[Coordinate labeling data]
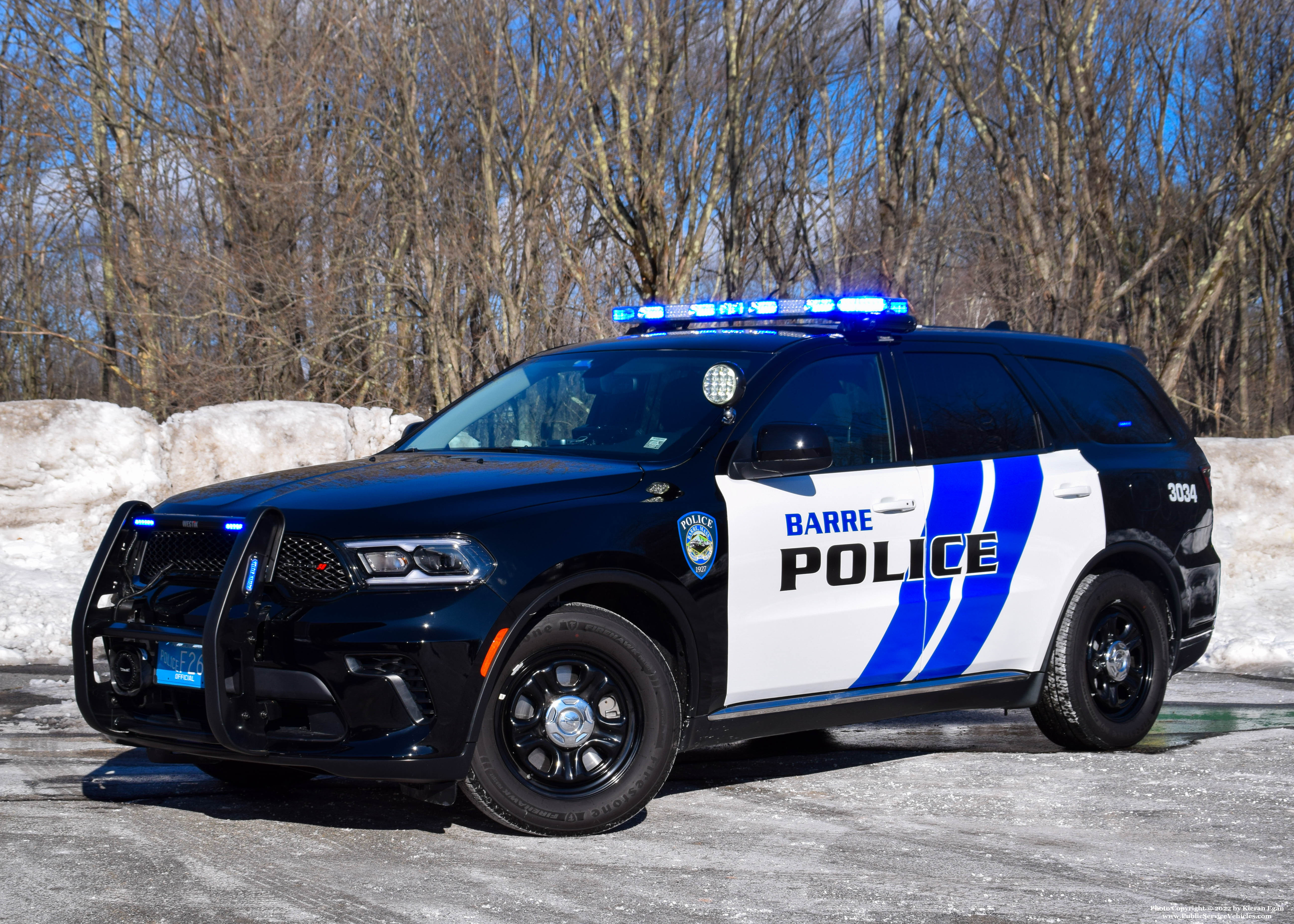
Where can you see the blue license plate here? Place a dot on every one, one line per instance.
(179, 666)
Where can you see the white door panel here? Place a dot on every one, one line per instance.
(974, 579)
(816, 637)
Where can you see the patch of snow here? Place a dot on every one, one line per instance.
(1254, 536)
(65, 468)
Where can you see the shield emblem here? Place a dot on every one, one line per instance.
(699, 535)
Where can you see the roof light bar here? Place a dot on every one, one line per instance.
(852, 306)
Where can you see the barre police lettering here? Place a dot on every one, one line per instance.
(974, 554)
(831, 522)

...

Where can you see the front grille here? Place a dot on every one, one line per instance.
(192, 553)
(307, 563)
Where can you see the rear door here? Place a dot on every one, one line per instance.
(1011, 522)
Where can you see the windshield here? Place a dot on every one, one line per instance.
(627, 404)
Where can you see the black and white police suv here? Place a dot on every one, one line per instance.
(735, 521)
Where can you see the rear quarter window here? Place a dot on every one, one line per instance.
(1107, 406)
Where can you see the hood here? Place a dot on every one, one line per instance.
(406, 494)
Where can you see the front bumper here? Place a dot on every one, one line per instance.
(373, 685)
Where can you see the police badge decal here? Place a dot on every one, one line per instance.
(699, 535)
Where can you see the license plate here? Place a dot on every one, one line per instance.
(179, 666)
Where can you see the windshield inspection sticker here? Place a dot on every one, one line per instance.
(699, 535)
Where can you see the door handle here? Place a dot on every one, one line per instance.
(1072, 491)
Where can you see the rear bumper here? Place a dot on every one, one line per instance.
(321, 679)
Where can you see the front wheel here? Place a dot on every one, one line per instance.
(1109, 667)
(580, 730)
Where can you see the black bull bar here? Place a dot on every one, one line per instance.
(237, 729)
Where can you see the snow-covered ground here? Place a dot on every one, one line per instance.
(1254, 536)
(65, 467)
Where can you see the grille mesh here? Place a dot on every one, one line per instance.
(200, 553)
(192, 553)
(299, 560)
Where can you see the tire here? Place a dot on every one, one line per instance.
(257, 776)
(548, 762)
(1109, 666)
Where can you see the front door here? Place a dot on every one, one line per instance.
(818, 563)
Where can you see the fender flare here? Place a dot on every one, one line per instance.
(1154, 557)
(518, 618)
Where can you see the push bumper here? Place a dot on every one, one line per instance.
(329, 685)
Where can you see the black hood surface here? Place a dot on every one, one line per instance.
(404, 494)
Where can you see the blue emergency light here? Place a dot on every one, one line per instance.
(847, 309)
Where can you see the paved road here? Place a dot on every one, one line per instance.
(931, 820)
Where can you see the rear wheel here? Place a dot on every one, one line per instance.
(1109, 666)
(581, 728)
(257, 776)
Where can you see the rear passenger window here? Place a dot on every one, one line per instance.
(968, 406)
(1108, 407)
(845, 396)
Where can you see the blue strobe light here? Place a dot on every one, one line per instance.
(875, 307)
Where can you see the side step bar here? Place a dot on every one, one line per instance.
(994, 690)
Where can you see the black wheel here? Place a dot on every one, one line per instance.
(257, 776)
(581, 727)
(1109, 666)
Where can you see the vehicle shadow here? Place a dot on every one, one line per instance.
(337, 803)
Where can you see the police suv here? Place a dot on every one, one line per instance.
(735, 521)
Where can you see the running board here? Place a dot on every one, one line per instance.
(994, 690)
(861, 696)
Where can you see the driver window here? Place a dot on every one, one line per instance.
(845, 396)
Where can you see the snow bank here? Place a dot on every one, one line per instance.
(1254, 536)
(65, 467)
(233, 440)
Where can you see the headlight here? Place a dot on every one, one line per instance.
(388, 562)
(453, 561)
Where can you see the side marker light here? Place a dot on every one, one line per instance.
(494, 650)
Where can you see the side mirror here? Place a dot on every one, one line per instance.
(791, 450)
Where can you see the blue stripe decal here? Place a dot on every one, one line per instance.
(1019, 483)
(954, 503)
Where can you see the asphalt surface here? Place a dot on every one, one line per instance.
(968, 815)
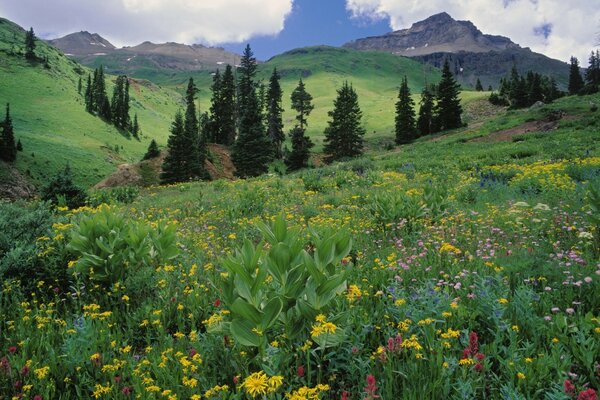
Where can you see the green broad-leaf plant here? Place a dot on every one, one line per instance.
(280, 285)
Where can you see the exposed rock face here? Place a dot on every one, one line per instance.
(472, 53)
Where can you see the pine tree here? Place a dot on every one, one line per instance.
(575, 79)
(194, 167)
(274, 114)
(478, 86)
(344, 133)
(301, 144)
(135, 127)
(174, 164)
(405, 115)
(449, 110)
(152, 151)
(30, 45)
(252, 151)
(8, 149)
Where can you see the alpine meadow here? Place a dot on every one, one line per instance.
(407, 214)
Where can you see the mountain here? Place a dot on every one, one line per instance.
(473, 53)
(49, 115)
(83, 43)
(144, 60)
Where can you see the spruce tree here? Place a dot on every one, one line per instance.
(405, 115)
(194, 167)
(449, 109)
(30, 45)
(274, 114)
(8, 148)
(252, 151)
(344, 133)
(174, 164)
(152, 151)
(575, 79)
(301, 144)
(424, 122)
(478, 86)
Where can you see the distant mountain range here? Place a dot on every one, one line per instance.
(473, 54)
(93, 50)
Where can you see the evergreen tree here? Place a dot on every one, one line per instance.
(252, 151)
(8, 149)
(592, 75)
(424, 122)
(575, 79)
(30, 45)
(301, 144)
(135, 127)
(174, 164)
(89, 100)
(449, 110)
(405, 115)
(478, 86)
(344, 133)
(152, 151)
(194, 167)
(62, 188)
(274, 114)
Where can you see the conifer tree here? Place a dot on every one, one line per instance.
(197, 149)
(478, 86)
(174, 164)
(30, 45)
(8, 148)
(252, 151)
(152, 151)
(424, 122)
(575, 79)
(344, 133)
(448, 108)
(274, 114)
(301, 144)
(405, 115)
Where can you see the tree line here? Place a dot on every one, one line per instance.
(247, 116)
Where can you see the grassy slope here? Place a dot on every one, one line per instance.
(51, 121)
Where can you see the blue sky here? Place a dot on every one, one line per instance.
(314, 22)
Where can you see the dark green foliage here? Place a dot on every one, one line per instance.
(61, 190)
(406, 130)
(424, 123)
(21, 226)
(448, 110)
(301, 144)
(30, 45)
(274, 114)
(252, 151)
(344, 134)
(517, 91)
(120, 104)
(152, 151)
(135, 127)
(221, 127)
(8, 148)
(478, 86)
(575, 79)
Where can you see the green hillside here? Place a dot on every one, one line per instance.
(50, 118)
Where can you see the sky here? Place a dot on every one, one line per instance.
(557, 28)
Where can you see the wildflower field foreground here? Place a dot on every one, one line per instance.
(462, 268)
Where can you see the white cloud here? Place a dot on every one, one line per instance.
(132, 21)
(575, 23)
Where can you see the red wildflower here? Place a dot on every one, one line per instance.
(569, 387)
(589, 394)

▶ _WHAT THIS TASK INVOLVES_:
Update the entries by changing every "windshield" to "windscreen" and leaving all else unchanged. Begin at the line that has "Where can you see the rear door", stop after the line that has "(1072, 491)", and give back only those lines.

▶ _SOLUTION TO THIS TASK_:
Where can you see the rear door here? Place a dot on every one, one line per instance.
(1011, 522)
Where can you see the windscreen here? Place a dot on every one, one line per instance.
(627, 404)
Where can you see the black and white police suv here? Place a dot on every one, one line per instance.
(735, 521)
Where can you see the rear quarter window here? Place a dot on every one, one line per instance.
(1107, 406)
Where can you see the hood here? Place a dot on every one, one line per instance.
(406, 494)
Where can you see the front bumper here? Place a dot on every one, one line per instance.
(373, 685)
Where can you see the police badge decal here? Place a dot on every one, one line per instance.
(699, 535)
Where can you see the license plate here? Place a dot on every one, one line per instance.
(179, 666)
Where can you see the windscreen inspection sticker here? Place a dot on every one, one line per instance.
(699, 535)
Where can you see the door handle here? Place a dot on every one, one line per instance.
(1072, 491)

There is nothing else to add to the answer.